> [Instruction]: Copy every entry below word for word, leaving out the pictures.

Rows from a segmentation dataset
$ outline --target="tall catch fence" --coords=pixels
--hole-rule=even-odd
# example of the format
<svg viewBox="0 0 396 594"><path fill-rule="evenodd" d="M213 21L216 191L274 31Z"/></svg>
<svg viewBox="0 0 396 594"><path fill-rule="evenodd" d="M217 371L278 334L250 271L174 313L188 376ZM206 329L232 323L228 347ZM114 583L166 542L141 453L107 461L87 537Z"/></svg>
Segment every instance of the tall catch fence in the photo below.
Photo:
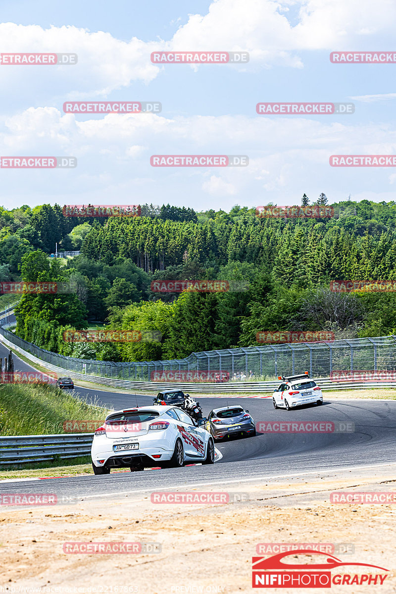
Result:
<svg viewBox="0 0 396 594"><path fill-rule="evenodd" d="M396 369L394 336L224 349L192 353L185 359L113 363L74 359L45 350L16 336L9 327L0 320L0 333L5 339L43 361L70 372L120 380L150 381L154 372L160 375L169 371L228 372L232 381L235 374L270 379L306 371L315 377L329 377L337 371Z"/></svg>

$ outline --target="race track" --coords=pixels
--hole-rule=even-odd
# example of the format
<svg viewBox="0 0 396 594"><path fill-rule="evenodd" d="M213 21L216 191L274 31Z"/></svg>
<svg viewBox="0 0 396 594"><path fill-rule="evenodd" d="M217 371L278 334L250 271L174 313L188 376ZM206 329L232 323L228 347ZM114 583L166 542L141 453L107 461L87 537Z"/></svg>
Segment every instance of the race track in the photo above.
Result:
<svg viewBox="0 0 396 594"><path fill-rule="evenodd" d="M0 345L0 356L7 356ZM29 366L14 355L15 369ZM30 368L31 369L31 368ZM76 387L76 393L87 402L96 398L99 404L115 409L150 405L154 393L134 396ZM255 437L233 438L216 443L223 458L213 466L197 465L182 469L112 472L109 475L59 478L46 480L52 492L68 496L108 497L142 490L158 490L176 486L230 483L263 477L303 476L309 473L356 466L384 464L395 460L396 454L396 402L392 400L326 399L322 406L306 406L287 412L274 410L271 399L199 399L204 416L215 407L237 403L249 409L256 423L262 421L342 421L353 422L352 433L295 434L258 433ZM3 482L2 492L42 492L42 480ZM39 491L37 491L37 489Z"/></svg>

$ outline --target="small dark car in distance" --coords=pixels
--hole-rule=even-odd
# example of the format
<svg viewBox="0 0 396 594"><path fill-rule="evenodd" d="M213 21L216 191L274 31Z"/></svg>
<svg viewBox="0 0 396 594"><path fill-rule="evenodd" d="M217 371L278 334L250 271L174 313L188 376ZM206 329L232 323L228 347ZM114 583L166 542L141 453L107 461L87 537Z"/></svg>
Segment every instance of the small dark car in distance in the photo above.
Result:
<svg viewBox="0 0 396 594"><path fill-rule="evenodd" d="M186 395L181 390L167 390L159 392L153 399L155 405L166 405L167 406L182 406L186 399Z"/></svg>
<svg viewBox="0 0 396 594"><path fill-rule="evenodd" d="M249 410L242 406L222 406L213 409L208 416L206 428L215 440L235 434L241 435L255 435L254 421Z"/></svg>
<svg viewBox="0 0 396 594"><path fill-rule="evenodd" d="M56 381L56 387L62 390L74 390L74 384L71 377L59 377Z"/></svg>

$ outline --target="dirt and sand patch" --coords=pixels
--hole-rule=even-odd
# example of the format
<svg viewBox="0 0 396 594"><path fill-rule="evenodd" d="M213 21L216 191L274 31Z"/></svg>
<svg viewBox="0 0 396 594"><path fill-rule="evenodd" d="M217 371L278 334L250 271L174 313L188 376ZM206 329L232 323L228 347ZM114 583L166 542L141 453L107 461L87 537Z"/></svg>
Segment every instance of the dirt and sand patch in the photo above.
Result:
<svg viewBox="0 0 396 594"><path fill-rule="evenodd" d="M340 489L393 491L395 470L396 465L388 465L182 489L238 494L230 497L236 501L221 505L153 504L150 492L131 492L85 497L74 505L2 507L0 583L10 591L41 587L43 594L78 592L68 589L74 587L83 594L251 592L258 544L324 543L348 545L345 554L335 551L344 562L391 570L380 590L388 594L396 589L395 505L335 505L330 495ZM75 554L63 549L66 542L120 541L157 544L161 552ZM331 587L332 592L362 591L362 586Z"/></svg>

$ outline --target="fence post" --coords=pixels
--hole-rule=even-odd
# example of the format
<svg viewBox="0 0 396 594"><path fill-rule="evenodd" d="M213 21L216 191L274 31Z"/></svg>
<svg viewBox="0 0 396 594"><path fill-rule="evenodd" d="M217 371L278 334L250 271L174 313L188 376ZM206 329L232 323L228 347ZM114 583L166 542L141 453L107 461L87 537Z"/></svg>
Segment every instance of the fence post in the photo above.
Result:
<svg viewBox="0 0 396 594"><path fill-rule="evenodd" d="M312 377L313 375L312 370L312 347L309 345L309 376Z"/></svg>

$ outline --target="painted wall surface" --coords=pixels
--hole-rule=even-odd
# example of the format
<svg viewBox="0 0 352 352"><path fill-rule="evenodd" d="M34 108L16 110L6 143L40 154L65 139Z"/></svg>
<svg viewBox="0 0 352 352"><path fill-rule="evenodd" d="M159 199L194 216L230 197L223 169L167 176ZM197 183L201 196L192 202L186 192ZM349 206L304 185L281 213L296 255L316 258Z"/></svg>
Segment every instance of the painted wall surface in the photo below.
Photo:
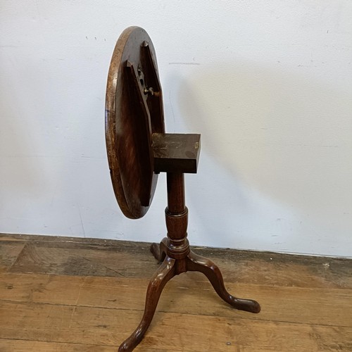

> [Result]:
$ outline --target="tall catch fence" --coords=pixels
--hole-rule=even-odd
# example of the format
<svg viewBox="0 0 396 594"><path fill-rule="evenodd" d="M213 21L216 191L274 31Z"/></svg>
<svg viewBox="0 0 396 594"><path fill-rule="evenodd" d="M217 371L278 334L250 271L174 313L188 376ZM206 329L232 323L228 347ZM114 583L166 542L141 453L107 461L87 537Z"/></svg>
Segment every instance of the tall catch fence in the photo below.
Photo:
Result:
<svg viewBox="0 0 396 594"><path fill-rule="evenodd" d="M396 369L394 336L224 349L192 353L185 359L113 363L74 359L45 350L16 336L9 327L0 320L0 333L5 339L43 361L70 372L120 380L150 381L154 372L160 375L169 371L228 372L232 381L235 374L270 379L306 371L315 377L329 377L337 371Z"/></svg>

$ outline --target="race track" --coords=pixels
--hole-rule=even-odd
# example of the format
<svg viewBox="0 0 396 594"><path fill-rule="evenodd" d="M213 21L216 191L274 31Z"/></svg>
<svg viewBox="0 0 396 594"><path fill-rule="evenodd" d="M217 371L278 334L250 271L174 313L188 376ZM206 329L232 323L228 347ZM114 583L166 542L141 453L107 461L87 537Z"/></svg>
Segment every instance of the race track in the photo above.
Result:
<svg viewBox="0 0 396 594"><path fill-rule="evenodd" d="M0 345L0 356L7 356ZM29 366L14 355L15 369ZM30 368L31 369L31 368ZM76 387L76 393L87 402L96 398L99 404L115 409L150 405L154 393L134 396ZM255 437L233 438L216 443L223 458L213 466L197 465L182 469L112 472L109 475L59 478L46 480L52 492L68 496L108 497L142 490L158 490L176 486L230 483L263 477L303 476L309 473L356 466L384 464L395 460L396 454L396 402L392 400L326 399L322 406L306 406L287 412L274 410L271 399L199 399L204 416L215 407L237 403L249 409L256 423L262 421L342 421L353 422L352 433L295 434L258 433ZM3 482L2 492L42 492L42 480ZM39 491L37 491L37 489Z"/></svg>

$ outline --target="small dark car in distance" --coords=pixels
--hole-rule=even-odd
# example of the format
<svg viewBox="0 0 396 594"><path fill-rule="evenodd" d="M213 21L216 191L274 31Z"/></svg>
<svg viewBox="0 0 396 594"><path fill-rule="evenodd" d="M217 371L278 334L250 271L174 313L188 376ZM206 329L232 323L228 347ZM114 583L166 542L141 453L107 461L87 537Z"/></svg>
Segment every instance of the small dark car in distance in the photo above.
Result:
<svg viewBox="0 0 396 594"><path fill-rule="evenodd" d="M186 395L181 390L167 390L159 392L153 399L155 405L166 405L167 406L182 406L186 399Z"/></svg>
<svg viewBox="0 0 396 594"><path fill-rule="evenodd" d="M249 410L242 406L222 406L213 409L208 416L206 428L215 440L235 434L241 435L255 435L254 421Z"/></svg>
<svg viewBox="0 0 396 594"><path fill-rule="evenodd" d="M56 381L56 387L62 390L74 390L74 384L71 377L59 377Z"/></svg>

$ outline --target="dirt and sand patch" --coords=pixels
--hole-rule=even-odd
# example of the format
<svg viewBox="0 0 396 594"><path fill-rule="evenodd" d="M213 21L216 191L274 31Z"/></svg>
<svg viewBox="0 0 396 594"><path fill-rule="evenodd" d="M217 371L278 334L250 271L174 313L188 376ZM206 329L232 323L228 347ZM114 583L166 542L141 453L107 461L87 537Z"/></svg>
Segment every instance of the dirt and sand patch in the photo above.
Result:
<svg viewBox="0 0 396 594"><path fill-rule="evenodd" d="M340 489L393 491L395 470L396 465L388 465L182 489L238 494L230 497L236 501L221 505L153 504L150 492L131 492L85 497L74 505L2 507L0 583L10 591L41 587L43 594L78 592L68 589L74 587L83 594L251 592L258 544L324 543L348 545L345 554L335 551L344 562L391 570L380 590L388 594L396 589L395 505L335 505L330 495ZM75 554L63 549L66 542L120 541L157 544L161 552ZM331 587L332 592L362 591L362 586Z"/></svg>

$ outline --target="fence post" --coords=pixels
--hole-rule=even-odd
# example of the format
<svg viewBox="0 0 396 594"><path fill-rule="evenodd" d="M213 21L216 191L274 31Z"/></svg>
<svg viewBox="0 0 396 594"><path fill-rule="evenodd" d="M217 371L278 334L250 271L174 313L188 376ZM206 329L232 323L228 347ZM114 583L166 542L141 453L107 461L87 537Z"/></svg>
Segment every instance of the fence post in the photo above.
Result:
<svg viewBox="0 0 396 594"><path fill-rule="evenodd" d="M312 377L313 375L312 370L312 347L309 345L309 376Z"/></svg>

$ outline --target="painted wall surface" --coords=pixels
--hole-rule=even-odd
# example of the format
<svg viewBox="0 0 352 352"><path fill-rule="evenodd" d="M34 108L16 110L6 143L40 154L65 139Z"/></svg>
<svg viewBox="0 0 352 352"><path fill-rule="evenodd" d="M159 199L194 216L230 197L223 169L167 176ZM197 183L201 196L192 202L186 192ZM349 206L304 185L281 213L296 255L316 258Z"/></svg>
Segment every instance of the painted wall surface in the photo below.
Photo:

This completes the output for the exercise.